## [TASK BRIEF]
Print the full listing below exactly, keeping every character as it stands.

## [DATA TO PROCESS]

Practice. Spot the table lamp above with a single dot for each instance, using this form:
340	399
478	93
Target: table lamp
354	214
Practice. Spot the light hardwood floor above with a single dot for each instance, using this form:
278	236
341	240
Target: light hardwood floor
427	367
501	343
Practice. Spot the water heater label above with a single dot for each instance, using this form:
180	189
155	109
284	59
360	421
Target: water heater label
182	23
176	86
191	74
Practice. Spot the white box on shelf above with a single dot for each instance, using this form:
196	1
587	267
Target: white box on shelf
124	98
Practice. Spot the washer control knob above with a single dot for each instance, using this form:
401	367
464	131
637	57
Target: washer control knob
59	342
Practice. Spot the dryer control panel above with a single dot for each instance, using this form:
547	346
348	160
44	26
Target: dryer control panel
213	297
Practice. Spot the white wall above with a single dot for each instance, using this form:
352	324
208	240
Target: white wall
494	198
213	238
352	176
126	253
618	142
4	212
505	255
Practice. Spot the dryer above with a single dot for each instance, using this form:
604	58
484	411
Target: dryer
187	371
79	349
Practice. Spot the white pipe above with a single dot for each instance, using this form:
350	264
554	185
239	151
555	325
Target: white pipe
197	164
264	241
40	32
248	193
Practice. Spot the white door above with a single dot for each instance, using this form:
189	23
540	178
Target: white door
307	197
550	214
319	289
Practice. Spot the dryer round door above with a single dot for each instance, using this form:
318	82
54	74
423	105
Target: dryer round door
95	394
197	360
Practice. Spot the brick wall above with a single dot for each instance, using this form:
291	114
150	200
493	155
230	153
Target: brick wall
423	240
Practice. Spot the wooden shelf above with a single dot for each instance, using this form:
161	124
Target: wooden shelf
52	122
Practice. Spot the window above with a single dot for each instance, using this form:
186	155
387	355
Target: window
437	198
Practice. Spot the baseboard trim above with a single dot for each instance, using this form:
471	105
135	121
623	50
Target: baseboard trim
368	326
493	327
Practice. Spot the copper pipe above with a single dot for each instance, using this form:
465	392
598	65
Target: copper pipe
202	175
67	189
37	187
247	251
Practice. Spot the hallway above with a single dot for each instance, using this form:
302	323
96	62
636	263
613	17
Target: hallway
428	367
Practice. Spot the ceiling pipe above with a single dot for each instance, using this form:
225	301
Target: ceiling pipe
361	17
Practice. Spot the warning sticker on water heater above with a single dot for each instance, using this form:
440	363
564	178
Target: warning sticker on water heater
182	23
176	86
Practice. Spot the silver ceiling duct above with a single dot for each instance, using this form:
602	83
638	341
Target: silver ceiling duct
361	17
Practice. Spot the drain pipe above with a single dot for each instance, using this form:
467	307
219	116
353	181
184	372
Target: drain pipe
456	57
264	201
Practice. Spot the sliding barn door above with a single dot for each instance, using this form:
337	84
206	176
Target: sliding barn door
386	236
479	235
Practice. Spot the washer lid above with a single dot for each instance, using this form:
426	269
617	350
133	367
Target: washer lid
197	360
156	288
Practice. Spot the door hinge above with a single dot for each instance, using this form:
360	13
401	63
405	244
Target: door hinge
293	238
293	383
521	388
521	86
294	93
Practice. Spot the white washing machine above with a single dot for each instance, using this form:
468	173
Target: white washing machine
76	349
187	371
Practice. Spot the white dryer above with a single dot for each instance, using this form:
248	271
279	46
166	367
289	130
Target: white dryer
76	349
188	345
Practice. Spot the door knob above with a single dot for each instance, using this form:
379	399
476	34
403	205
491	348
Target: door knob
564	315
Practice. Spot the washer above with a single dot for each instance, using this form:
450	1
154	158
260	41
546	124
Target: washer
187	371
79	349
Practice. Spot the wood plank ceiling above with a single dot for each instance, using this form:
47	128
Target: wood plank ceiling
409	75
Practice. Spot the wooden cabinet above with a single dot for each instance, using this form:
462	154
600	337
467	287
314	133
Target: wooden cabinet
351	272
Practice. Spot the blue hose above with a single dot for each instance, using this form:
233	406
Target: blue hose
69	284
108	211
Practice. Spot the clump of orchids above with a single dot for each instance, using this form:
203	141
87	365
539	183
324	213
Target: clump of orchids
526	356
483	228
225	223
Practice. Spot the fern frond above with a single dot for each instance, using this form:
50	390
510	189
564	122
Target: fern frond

## [YOUR SOLUTION]
Practice. Spot the table lamp above with a single dot for each instance, using this form:
340	399
478	93
Target: table lamp
354	214
Practice. Spot the light hardwood floor above with a single dot for each instance, using this form:
278	236
341	240
Target: light hardwood floor
427	367
501	343
Practice. Spot the water heater label above with a single dot for each instance, using this form:
180	189
155	109
284	59
360	421
Target: water heater label
182	23
176	86
191	74
Practice. Spot the white box on shelf above with a single dot for each instance, using this form:
196	1
587	267
Target: white box on shelf
124	98
Practice. Spot the washer control knob above with a single dot for each instance, using this form:
401	367
464	131
637	57
Target: washer control knob
59	342
Practice. Spot the dryer control panel above with a single dot for each instance, using this form:
547	346
348	160
44	26
Target: dryer control panel
213	297
Practice. Spot the white wall above with a single dot for each instance, using this form:
352	324
208	240
Target: white wall
494	198
213	238
352	176
126	253
618	142
4	212
505	255
Practice. Spot the dryer above with a single dot for each instance, using this form:
604	58
484	411
Target: dryer
187	371
79	349
Practice. Spot the white pipe above with a single dot for each instance, using this form:
350	264
554	185
239	151
555	325
Target: white pipe
197	164
264	241
40	32
248	193
Practice. Spot the white door above with a single dot for each instance, using this form:
189	23
540	178
Target: white door
307	197
550	214
319	289
Practice. Spot the dryer round door above with a single dot for each instance, using this form:
318	82
54	74
423	105
Target: dryer round door
95	394
197	360
Practice. Spot the brick wall above with a single dot for each instance, using this form:
291	114
150	200
493	155
230	153
Target: brick wall
423	240
Practice. Spot the wooden shelf above with a single dot for each instance, using this form:
161	124
Target: wooden shelf
52	122
Practice. Spot the window above with a single dot for each instance, using this form:
186	155
387	355
Target: window
437	198
Practice. Spot the baseboard trim above with a single dot for each instance, using this form:
471	105
135	121
623	50
Target: baseboard trim
368	326
493	327
Practice. Spot the copper pipe above with a single dot for each instance, using this form:
465	392
598	65
Target: copper pipe
202	175
67	189
37	187
247	251
Practice. Spot the hallway above with a single dot for each instance, using this form:
302	323
96	62
636	263
613	17
Target: hallway
428	367
Practice. Spot the ceiling pipe above with a single dot for each instance, using this form:
225	301
Target: ceiling pipe
361	17
Practice. Spot the warning sticker on water heater above with a single dot for each instance, using this form:
440	363
564	178
Target: warning sticker on water heater
182	23
176	86
Practice. Spot the silver ceiling duct above with a single dot for each instance, using this form:
602	83
638	341
Target: silver ceiling duct
361	17
Practice. Spot the drain pipe above with a single dot for each instance, using this form:
467	307
219	116
353	181
184	372
Target: drain pipe
456	57
264	201
Practice. Spot the sliding barn door above with a single dot for each instance, using this form:
337	84
206	176
Target: sliding barn door
386	236
479	235
Practice. Spot the washer lid above with a single dot for each instance, using this form:
426	269
617	350
133	367
Target: washer lid
197	360
156	288
Practice. Spot the door hinge above with a single dot for each instance, using this form:
360	13
401	63
405	244
Target: door hinge
293	238
293	383
521	388
521	86
294	93
Practice. Spot the white washing machine above with a single dot for each instance, using this form:
468	173
Target: white washing machine
76	349
187	371
Practice. Spot the white dryer above with a single dot for each instance, using this form:
248	271
279	46
166	367
289	130
Target: white dryer
76	349
188	345
Practice. Spot the door knob above with a single dot for each instance, using this form:
379	399
476	34
403	205
491	348
Target: door knob
564	315
Practice. Spot the washer above with a single dot for each instance, using this form:
450	1
154	158
260	41
546	124
Target: washer
187	371
79	349
Practice. Spot the wood plank ceiling above with a single dot for each instance, using this form:
47	128
Target: wood plank ceiling
409	75
Practice. Spot the wooden cabinet above with a single dot for each instance, using this form:
462	154
600	337
467	287
314	133
Target: wooden cabinet
351	272
Practice. Spot the blue hose above with a single dot for each instance, using this form:
233	406
Target: blue hose
69	284
108	211
Practice. Spot the clump of orchids above with a single dot for each instance, using this form:
203	141
87	365
539	183
324	213
Target: clump of orchids
526	356
483	228
225	223
Practice. Spot the fern frond above with a single dot for each instance, using this form:
50	390
510	189
564	122
Target: fern frond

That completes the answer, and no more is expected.